▸ **LISTED RECORDS**
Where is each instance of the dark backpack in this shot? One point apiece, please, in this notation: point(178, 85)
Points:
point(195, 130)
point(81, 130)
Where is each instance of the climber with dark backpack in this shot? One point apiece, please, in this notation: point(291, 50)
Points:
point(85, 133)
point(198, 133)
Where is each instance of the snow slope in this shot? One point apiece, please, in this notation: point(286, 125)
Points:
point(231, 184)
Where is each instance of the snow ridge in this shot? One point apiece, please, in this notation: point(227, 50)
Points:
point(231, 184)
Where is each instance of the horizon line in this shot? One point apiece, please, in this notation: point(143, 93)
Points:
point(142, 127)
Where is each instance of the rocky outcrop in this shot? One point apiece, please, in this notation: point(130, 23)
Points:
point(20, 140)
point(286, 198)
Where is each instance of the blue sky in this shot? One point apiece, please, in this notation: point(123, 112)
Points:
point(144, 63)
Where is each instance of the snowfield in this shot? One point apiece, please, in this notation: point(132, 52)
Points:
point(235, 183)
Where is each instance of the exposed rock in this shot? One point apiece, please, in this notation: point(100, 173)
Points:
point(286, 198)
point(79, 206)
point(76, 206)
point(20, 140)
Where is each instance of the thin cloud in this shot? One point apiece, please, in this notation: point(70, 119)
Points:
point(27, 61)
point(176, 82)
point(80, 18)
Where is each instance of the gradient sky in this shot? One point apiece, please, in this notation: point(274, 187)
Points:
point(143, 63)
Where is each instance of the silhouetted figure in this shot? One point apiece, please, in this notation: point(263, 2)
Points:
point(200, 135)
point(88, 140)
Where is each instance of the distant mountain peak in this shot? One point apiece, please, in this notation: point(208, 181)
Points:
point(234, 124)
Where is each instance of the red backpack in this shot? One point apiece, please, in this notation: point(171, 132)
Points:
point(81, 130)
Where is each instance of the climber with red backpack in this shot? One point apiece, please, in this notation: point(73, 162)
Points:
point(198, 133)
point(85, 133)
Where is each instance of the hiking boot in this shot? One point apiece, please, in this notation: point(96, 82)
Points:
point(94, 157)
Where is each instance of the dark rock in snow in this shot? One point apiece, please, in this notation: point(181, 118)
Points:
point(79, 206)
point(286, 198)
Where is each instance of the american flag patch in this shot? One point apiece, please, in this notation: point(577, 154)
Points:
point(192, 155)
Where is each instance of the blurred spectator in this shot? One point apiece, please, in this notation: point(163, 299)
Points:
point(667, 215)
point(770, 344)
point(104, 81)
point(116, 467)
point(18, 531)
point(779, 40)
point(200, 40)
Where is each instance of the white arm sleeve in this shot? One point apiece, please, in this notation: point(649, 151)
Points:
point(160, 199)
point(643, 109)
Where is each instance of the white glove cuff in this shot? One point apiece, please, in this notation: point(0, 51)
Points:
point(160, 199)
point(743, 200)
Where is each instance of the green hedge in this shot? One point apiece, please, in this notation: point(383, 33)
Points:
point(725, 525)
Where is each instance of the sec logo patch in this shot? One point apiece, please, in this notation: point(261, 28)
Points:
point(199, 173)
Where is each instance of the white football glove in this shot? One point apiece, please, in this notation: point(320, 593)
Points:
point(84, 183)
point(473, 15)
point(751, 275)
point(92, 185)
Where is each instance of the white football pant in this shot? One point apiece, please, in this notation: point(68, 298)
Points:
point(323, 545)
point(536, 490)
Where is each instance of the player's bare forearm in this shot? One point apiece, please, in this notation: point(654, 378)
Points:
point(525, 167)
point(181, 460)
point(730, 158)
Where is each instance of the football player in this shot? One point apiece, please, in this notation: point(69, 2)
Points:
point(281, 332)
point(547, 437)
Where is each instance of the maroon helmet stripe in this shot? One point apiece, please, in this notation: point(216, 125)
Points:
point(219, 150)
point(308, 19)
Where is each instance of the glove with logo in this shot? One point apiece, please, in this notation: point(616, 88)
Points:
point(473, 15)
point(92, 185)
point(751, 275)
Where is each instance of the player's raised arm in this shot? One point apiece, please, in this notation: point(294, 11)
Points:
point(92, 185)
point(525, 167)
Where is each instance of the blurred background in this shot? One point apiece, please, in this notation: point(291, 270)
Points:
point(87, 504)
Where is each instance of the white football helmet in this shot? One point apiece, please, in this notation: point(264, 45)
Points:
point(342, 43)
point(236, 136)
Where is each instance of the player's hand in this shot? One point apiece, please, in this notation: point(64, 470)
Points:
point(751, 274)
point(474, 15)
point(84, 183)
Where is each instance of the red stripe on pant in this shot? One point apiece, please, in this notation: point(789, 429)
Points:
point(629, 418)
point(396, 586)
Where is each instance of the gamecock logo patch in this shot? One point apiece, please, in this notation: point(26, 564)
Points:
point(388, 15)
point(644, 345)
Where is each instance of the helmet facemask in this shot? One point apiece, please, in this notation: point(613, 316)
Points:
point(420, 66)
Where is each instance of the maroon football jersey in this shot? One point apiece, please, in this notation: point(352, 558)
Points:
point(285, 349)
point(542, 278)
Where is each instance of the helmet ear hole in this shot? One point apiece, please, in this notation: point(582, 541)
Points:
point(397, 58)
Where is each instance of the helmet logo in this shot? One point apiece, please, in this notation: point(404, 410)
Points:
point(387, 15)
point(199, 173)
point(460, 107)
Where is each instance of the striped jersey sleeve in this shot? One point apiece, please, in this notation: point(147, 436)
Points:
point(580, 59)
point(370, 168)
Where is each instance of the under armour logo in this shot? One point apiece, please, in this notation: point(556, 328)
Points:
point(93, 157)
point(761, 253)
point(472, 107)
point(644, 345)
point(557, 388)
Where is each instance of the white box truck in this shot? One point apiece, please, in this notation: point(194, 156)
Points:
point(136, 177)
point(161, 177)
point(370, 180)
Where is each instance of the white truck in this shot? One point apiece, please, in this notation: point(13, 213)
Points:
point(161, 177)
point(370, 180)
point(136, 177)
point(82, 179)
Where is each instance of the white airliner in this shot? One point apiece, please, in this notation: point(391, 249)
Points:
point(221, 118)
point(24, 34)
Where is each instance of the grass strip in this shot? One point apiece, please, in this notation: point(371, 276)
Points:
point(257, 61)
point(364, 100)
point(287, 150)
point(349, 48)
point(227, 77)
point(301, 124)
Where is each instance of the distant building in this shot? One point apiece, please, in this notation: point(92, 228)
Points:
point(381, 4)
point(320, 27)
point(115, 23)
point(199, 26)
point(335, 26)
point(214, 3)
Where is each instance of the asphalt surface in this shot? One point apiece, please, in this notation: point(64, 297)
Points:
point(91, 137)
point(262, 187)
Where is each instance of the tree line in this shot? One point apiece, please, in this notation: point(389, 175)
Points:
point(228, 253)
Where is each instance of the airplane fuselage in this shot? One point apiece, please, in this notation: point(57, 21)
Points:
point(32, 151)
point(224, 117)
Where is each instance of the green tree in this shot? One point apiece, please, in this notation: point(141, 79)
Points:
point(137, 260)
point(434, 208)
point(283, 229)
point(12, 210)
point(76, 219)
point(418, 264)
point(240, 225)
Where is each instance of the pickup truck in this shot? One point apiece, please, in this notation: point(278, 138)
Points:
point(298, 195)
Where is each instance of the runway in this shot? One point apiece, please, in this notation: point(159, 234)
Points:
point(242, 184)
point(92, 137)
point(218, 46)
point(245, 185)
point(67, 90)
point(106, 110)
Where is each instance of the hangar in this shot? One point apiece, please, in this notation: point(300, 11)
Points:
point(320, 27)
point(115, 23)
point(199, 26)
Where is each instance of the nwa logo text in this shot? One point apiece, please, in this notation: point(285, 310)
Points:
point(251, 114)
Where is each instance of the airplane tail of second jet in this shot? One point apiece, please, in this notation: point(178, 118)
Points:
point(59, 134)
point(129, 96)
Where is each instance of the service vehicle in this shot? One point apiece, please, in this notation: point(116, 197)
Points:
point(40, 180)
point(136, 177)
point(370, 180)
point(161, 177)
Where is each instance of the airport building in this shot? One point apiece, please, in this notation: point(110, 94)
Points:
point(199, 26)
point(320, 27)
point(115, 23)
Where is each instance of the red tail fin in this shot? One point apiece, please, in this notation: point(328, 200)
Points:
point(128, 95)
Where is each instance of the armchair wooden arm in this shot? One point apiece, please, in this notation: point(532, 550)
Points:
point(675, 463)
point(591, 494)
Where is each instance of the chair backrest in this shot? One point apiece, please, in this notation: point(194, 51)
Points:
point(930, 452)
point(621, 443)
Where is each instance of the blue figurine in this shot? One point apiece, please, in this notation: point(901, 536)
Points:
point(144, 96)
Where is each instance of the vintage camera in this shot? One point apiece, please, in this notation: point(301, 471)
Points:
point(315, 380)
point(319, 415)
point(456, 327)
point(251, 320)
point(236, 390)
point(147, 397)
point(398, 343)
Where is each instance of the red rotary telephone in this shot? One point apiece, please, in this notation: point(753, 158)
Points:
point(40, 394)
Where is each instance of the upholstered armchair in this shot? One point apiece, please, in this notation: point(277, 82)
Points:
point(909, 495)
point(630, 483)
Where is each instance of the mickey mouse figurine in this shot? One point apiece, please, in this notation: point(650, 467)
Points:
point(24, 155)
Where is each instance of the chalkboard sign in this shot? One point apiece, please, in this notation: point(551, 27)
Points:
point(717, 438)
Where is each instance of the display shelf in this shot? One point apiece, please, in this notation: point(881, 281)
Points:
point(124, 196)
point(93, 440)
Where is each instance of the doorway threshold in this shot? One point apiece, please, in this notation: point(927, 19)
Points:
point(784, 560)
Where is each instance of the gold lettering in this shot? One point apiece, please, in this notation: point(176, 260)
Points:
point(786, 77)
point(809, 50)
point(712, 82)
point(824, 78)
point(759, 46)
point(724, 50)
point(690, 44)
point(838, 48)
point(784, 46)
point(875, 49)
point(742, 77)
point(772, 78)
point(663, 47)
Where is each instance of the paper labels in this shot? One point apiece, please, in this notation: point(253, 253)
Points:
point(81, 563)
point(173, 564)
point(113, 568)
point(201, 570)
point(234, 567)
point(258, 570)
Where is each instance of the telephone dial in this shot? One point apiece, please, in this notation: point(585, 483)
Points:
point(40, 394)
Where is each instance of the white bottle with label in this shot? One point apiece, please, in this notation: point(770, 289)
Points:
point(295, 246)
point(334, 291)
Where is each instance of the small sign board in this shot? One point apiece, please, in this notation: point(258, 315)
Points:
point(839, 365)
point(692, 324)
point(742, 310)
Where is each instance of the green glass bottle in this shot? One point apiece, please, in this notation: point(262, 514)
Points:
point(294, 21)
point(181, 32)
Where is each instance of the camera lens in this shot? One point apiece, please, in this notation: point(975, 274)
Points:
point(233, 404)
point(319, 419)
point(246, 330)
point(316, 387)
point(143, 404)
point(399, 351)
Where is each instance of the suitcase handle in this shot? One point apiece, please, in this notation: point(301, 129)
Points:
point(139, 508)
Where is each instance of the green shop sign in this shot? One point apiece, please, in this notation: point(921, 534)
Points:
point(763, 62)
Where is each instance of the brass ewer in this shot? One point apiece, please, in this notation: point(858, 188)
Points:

▸ **DIRECTIVE**
Your task is to write out the lines from the one with "Where is each instance of the white bottle" through the end of the records, exactly and with nothing added.

▸ **WRITTEN ANSWER**
Where is each instance of the white bottle with label in this shot? One point apiece, please, in this notation: point(770, 289)
Points:
point(295, 246)
point(334, 291)
Where is each instance of the small sign board in this shot? One point apiece, please, in this notation: point(258, 315)
Points:
point(839, 365)
point(692, 324)
point(742, 310)
Where is each instance of the green glass bottle in this shot? One point apiece, please, in this notation: point(262, 514)
Points:
point(294, 21)
point(181, 32)
Where is each instance of the camera lens in this shot? One point apiece, please, in this notation: point(975, 274)
Points:
point(233, 404)
point(319, 419)
point(246, 330)
point(316, 387)
point(143, 404)
point(399, 351)
Where is each instance of the suitcase handle in this shot? One point apiece, please, in this notation: point(301, 129)
Points:
point(139, 508)
Where is each instance of the green shop sign in this shot? One point apiece, please, in this notation: point(921, 534)
Points:
point(763, 62)
Where is each instance of the brass ewer in this shot? One point apiece, please, in this notation: point(858, 188)
Points:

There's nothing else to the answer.